"""
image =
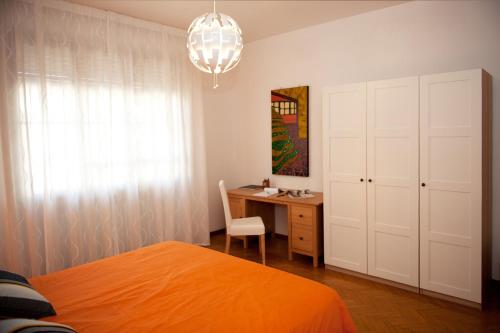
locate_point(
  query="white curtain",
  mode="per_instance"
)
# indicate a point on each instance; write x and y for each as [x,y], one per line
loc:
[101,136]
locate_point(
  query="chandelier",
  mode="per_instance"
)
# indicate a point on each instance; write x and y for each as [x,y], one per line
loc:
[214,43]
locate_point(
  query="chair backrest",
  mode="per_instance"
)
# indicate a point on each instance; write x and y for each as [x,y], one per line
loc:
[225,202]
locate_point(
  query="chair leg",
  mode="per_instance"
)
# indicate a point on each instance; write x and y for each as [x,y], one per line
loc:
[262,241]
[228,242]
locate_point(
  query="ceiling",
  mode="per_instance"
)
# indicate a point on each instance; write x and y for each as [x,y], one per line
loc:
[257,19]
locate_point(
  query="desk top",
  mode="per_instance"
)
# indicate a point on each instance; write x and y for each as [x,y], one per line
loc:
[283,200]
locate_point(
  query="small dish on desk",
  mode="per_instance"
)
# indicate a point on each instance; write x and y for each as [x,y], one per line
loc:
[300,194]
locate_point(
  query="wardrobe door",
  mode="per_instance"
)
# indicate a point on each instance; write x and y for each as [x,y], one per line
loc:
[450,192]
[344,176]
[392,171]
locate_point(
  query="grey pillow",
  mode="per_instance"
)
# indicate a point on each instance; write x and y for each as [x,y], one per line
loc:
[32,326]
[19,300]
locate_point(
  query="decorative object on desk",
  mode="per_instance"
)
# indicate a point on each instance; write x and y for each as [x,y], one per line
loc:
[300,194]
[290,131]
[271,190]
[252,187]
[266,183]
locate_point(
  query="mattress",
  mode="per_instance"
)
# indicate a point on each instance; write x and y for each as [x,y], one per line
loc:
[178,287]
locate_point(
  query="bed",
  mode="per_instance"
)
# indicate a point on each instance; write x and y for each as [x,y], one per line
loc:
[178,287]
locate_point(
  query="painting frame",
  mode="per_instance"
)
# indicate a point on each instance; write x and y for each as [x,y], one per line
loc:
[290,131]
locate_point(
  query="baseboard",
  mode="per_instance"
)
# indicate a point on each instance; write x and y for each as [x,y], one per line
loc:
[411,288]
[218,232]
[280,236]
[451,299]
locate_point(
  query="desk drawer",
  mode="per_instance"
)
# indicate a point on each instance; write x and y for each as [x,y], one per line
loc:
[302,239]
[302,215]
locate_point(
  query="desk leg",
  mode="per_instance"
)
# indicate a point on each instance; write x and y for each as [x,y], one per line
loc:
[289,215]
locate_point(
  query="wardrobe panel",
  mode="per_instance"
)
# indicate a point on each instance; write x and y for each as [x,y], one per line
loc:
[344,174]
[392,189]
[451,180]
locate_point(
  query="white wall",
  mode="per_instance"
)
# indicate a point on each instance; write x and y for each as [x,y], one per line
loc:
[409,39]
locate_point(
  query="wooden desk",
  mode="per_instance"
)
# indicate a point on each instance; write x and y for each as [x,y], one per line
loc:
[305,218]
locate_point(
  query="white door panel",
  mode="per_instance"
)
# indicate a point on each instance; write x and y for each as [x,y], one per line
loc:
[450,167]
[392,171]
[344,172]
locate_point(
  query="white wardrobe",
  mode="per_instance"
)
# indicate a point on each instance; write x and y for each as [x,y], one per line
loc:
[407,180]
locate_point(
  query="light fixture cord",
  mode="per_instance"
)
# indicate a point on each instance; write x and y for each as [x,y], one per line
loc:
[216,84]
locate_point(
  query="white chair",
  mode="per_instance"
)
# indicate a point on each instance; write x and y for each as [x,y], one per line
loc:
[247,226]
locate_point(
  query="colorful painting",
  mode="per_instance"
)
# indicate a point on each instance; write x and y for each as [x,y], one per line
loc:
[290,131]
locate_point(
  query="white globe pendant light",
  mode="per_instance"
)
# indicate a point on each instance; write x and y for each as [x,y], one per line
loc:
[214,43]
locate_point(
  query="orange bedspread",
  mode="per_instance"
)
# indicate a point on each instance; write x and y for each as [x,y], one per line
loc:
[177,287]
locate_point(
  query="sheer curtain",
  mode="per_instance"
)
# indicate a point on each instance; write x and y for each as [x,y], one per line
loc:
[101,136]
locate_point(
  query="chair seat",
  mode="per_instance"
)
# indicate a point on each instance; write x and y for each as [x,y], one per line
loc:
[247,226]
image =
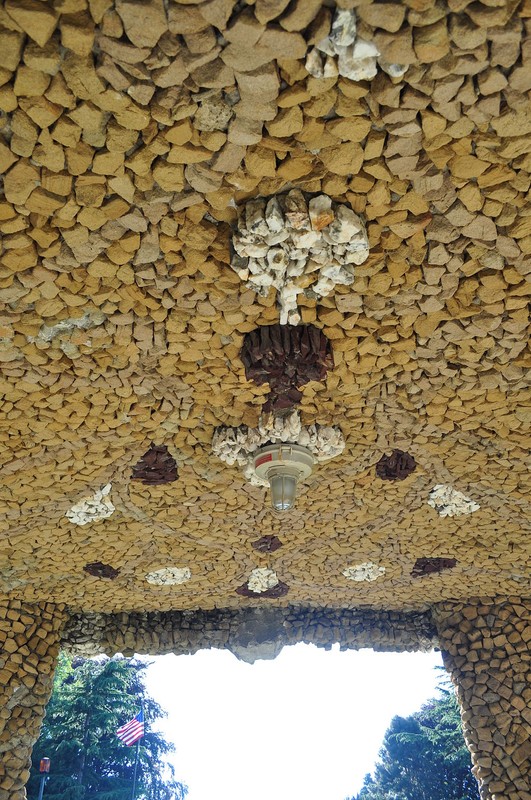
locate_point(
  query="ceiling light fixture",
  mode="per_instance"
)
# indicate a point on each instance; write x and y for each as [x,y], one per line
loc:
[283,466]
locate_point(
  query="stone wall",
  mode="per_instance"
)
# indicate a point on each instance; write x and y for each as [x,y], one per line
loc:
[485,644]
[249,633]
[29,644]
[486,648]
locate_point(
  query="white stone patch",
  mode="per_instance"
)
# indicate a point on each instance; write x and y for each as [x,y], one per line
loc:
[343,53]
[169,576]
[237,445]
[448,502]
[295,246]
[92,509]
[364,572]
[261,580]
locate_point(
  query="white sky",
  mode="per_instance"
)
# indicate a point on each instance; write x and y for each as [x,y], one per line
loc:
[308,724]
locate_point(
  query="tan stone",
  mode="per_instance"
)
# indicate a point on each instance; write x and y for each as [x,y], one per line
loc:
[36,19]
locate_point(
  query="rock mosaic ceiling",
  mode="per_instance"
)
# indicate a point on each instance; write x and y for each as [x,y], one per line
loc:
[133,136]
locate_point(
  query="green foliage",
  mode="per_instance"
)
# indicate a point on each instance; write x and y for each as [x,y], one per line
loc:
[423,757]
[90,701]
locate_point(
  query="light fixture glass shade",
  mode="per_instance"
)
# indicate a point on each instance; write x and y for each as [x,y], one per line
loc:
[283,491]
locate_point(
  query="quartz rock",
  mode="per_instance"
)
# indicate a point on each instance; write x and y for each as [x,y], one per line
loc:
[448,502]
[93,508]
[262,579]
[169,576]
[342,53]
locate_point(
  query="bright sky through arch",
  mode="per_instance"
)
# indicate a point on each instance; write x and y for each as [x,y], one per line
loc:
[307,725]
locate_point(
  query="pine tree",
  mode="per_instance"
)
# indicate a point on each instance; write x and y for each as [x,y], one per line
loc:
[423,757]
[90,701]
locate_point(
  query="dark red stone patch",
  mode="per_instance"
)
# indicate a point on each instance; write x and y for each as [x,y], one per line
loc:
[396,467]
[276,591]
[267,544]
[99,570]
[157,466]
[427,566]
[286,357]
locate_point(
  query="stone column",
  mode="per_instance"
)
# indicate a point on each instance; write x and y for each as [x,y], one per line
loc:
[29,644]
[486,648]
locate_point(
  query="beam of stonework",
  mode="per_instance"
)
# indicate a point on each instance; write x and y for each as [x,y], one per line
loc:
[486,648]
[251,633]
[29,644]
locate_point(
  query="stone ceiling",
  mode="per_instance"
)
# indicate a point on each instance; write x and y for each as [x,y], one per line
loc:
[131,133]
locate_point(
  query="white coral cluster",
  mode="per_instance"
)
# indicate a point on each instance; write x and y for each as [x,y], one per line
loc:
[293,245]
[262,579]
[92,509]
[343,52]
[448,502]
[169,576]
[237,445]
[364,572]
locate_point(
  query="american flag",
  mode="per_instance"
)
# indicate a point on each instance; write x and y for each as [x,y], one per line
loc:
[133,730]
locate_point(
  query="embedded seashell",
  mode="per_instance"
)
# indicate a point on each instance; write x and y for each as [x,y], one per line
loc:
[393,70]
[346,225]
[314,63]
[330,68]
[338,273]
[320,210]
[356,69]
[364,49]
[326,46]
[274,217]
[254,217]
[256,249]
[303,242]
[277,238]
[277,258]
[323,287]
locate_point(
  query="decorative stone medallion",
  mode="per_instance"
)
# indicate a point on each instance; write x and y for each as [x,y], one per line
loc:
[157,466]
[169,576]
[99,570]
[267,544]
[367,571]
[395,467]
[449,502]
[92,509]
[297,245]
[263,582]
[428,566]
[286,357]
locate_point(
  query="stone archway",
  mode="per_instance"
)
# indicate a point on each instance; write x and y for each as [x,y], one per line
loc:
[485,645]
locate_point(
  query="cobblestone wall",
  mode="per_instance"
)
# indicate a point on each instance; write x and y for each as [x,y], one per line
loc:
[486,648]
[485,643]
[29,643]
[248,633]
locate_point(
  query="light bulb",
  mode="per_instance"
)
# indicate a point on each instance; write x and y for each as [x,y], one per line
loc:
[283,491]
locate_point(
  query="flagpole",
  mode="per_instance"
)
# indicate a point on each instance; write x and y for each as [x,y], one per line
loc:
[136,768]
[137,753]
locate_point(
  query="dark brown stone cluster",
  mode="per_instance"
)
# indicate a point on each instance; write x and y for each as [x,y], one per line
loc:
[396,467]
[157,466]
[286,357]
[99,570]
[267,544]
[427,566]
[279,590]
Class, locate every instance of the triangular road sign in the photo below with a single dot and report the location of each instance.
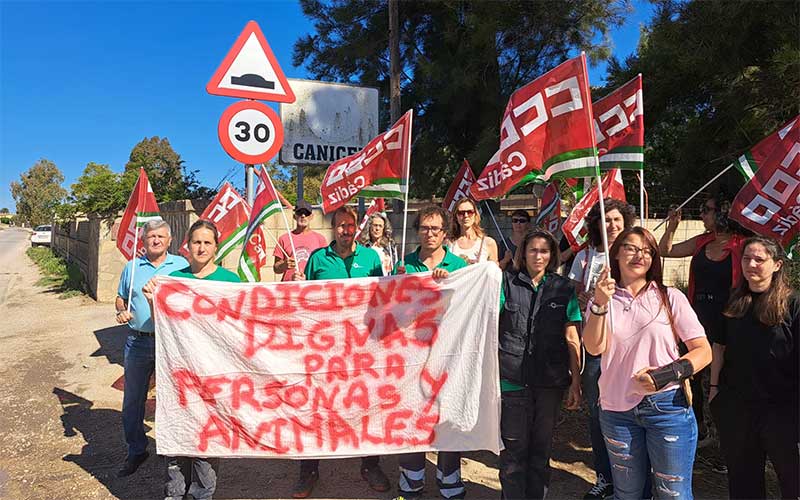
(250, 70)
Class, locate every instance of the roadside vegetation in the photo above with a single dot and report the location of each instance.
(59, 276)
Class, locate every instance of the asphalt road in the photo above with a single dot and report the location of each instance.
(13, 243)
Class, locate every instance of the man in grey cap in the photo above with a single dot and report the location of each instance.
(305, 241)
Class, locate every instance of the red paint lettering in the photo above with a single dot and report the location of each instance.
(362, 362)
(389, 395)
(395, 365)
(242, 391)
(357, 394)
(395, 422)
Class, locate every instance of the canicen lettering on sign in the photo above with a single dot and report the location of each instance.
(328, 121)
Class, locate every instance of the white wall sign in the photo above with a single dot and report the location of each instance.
"""
> [TASK TO COMPLETE] Show each line of the material holding "desk".

> [ANSWER SPACE]
  query="desk top",
  query="small dish on desk",
  query="decorative object on desk",
  query="desk drawer",
  query="desk leg",
  query="wooden desk",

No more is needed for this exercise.